[start]
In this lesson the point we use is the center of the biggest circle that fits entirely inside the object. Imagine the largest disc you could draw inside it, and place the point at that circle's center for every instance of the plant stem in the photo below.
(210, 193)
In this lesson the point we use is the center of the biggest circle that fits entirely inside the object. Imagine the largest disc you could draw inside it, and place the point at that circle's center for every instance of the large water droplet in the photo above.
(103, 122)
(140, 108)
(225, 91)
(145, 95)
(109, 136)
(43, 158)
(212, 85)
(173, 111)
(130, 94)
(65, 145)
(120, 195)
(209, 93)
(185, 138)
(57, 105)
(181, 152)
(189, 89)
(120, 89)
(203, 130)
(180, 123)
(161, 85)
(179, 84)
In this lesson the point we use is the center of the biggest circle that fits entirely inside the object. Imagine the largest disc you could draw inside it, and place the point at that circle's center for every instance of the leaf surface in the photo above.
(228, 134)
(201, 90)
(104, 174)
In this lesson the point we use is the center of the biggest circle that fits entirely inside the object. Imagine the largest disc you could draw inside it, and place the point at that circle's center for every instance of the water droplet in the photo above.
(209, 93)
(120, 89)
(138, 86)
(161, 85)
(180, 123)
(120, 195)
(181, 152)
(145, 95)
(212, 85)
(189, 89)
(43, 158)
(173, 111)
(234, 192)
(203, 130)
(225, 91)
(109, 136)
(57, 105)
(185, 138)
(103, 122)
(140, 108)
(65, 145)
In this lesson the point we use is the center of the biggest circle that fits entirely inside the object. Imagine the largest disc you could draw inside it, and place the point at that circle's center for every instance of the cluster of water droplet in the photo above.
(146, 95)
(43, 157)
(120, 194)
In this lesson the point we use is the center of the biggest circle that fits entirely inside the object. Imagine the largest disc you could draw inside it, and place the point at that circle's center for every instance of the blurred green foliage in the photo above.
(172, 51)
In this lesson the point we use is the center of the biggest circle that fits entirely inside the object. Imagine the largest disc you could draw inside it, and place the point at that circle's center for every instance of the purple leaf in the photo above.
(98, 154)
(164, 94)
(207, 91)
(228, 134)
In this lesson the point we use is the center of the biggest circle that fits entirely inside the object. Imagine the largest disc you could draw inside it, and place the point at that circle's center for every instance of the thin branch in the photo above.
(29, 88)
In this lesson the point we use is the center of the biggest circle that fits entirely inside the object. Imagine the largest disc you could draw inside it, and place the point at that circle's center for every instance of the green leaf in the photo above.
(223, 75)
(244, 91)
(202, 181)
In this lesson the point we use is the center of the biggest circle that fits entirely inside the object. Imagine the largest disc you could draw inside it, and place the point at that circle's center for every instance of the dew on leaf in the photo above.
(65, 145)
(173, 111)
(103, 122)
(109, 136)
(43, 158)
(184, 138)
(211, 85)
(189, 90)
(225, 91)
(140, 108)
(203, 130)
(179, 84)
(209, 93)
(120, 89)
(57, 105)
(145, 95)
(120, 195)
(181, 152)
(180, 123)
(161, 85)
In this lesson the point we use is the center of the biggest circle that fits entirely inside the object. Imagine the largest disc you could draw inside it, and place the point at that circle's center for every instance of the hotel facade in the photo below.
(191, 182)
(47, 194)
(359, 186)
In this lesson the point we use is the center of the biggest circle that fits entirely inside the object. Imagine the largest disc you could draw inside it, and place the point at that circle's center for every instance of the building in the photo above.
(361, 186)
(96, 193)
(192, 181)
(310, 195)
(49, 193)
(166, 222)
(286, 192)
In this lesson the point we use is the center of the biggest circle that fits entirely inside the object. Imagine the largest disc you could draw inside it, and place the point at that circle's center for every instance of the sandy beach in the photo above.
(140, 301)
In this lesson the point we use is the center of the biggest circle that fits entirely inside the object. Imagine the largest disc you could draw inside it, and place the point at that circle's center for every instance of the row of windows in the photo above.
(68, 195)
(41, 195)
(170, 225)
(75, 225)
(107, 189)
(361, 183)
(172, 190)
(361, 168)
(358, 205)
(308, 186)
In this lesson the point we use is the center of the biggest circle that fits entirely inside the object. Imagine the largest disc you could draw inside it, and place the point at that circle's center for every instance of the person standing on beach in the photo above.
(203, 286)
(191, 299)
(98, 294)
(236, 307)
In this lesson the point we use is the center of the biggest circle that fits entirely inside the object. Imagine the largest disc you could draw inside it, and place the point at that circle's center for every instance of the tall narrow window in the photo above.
[end]
### Description of the task
Take the entries above and copy them out exactly.

### Answer for the task
In this lesson the point we use is the center of the biggest circle that fits entirely inside the object. Imagine the largest disc you could draw inside it, and place the point at that circle's center for every instance of the plant stem in the photo below.
(210, 193)
In this lesson the point we use is the center of the biggest circle that fits entirely inside the object. Imagine the largest disc you could draw inside it, and place the point at that circle's center for every instance of the large water droplet in the photo above.
(103, 122)
(140, 108)
(225, 91)
(145, 95)
(109, 136)
(43, 158)
(212, 85)
(173, 111)
(130, 94)
(65, 145)
(120, 195)
(209, 93)
(185, 138)
(57, 105)
(181, 152)
(189, 89)
(120, 89)
(203, 130)
(180, 123)
(161, 85)
(179, 84)
In this lesson the point we use is the center of the biggest circle that fits entirely inside the object. Imagine the largest disc you could draw inside it, and place the point at that circle's center for every instance of the leaf surface in the photo above.
(228, 134)
(201, 90)
(104, 174)
In this lesson the point we use is the center of the biggest circle that fits entirely inside the object. Imagine the largest disc you could draw inside it, and place the point at that circle's center for every instance of the water droplet in the photo above.
(209, 93)
(120, 89)
(138, 86)
(161, 85)
(180, 123)
(120, 195)
(181, 152)
(145, 95)
(212, 85)
(189, 89)
(43, 158)
(173, 111)
(234, 192)
(203, 130)
(225, 91)
(109, 136)
(57, 105)
(185, 138)
(103, 122)
(140, 108)
(65, 145)
In this lesson the point we use is the center of the biggest circle that fits entirely inside the object. Imagine the largest disc you could draw inside it, and place the point at that circle's center for every instance of the cluster of water droplet in the photo above.
(146, 95)
(43, 157)
(120, 194)
In this lesson the point we use is the center of the biggest circle that fits entirely inside the object. Imagine the largest disc you could draw inside it, and place the point at that circle's center for every instance of the blurred green foliage in the photo above.
(172, 51)
In this lesson the point we use is the center of the biggest circle that fits entirely inside the object. Imagine the largest disc you could draw inside it, and place the point at that circle's center for every instance of the purple leaf in the photo above.
(98, 154)
(164, 94)
(207, 91)
(228, 134)
In this lesson the point we use is the center of the biggest circle that fits entirely inside the object. Imagine the largest disc you could draw inside it, and place the point at that circle's center for every instance of the thin branch in the photo above.
(29, 88)
In this lesson the point we use is the center of the biggest circle that fits entirely inside the object. Imagine the largest disc you could draw inside it, and place the point at that circle's center for every instance of the green leaf in the photo above.
(223, 75)
(244, 91)
(202, 181)
In this lesson the point we use is the center of the biggest circle that fits entirely inside the object. Imagine the largest disc you could draw inside it, and place the point at that circle's center for every instance of the dew on leaf in the photo above.
(65, 145)
(173, 111)
(103, 122)
(109, 136)
(43, 158)
(184, 138)
(211, 85)
(189, 90)
(225, 91)
(140, 108)
(203, 130)
(179, 84)
(209, 93)
(120, 89)
(57, 105)
(145, 95)
(120, 195)
(181, 152)
(180, 123)
(161, 85)
In this lesson the point we use is the center of the biggest circle that fits entirely inside the object. Imagine the largest disc you could draw inside it, and place the point at that circle's center for every instance of the hotel facade in the photo below.
(191, 182)
(47, 194)
(359, 186)
In this lesson the point we use is the center of the biggest circle that fits entirely inside the object. Imagine the largest disc you could draw inside it, and place the point at that circle's center for every instance of the building in the photo above.
(361, 186)
(96, 193)
(192, 181)
(310, 195)
(49, 193)
(166, 222)
(286, 192)
In this lesson the point we use is the center of the biggest circle that fits entirely inside the object. Imagine the largest disc you could draw inside it, and place the point at that circle's center for every instance of the sandy beach in the photo above.
(140, 301)
In this lesson the point we use is the center of the biggest circle that fits entirely inside the object. Imagine the largest disc you could draw inside it, and place the point at that circle's center for every instance of the row of windows in the photo above.
(68, 195)
(41, 195)
(170, 225)
(75, 225)
(107, 189)
(361, 183)
(172, 190)
(361, 168)
(358, 205)
(308, 186)
In this lesson the point we use is the center of the biggest circle that fits entirely inside the object. Imagine the largest disc you could draw inside it, and place the point at that circle's center for every instance of the person standing on beach in the photo above.
(203, 286)
(191, 299)
(98, 294)
(236, 307)
In this lesson the point we use is the center of the biggest circle that fits entirely inside the object. Imagine the largest disc you could draw inside it, and place the point at that circle's center for every instance of the tall narrow window in the photo above.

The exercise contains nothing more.